= Activity =
Pull every "Query" line out of the data below.

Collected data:
= Beginning of Section =

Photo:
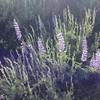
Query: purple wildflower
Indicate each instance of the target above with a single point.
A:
(40, 46)
(61, 42)
(95, 61)
(17, 29)
(84, 50)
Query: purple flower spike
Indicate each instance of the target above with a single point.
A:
(84, 50)
(17, 29)
(40, 46)
(61, 42)
(95, 61)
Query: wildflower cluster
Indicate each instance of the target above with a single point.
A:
(40, 46)
(61, 42)
(84, 50)
(95, 61)
(17, 29)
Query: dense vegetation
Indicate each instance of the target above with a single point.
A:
(51, 50)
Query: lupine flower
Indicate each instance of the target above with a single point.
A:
(95, 61)
(84, 50)
(61, 42)
(40, 46)
(17, 29)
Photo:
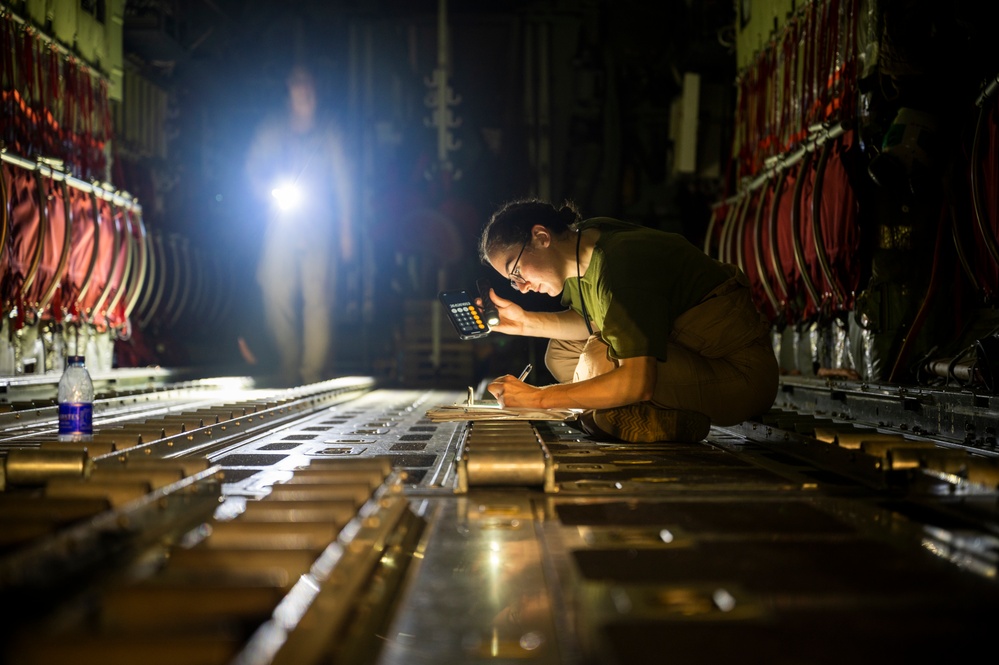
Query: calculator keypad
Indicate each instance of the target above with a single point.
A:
(467, 317)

= End of Section =

= Solution to this task =
Query: purple wildflower
Query: purple flower spike
Query: wildflower cluster
Query: dense vegetation
Query: lupine flower
Query: calculator keypad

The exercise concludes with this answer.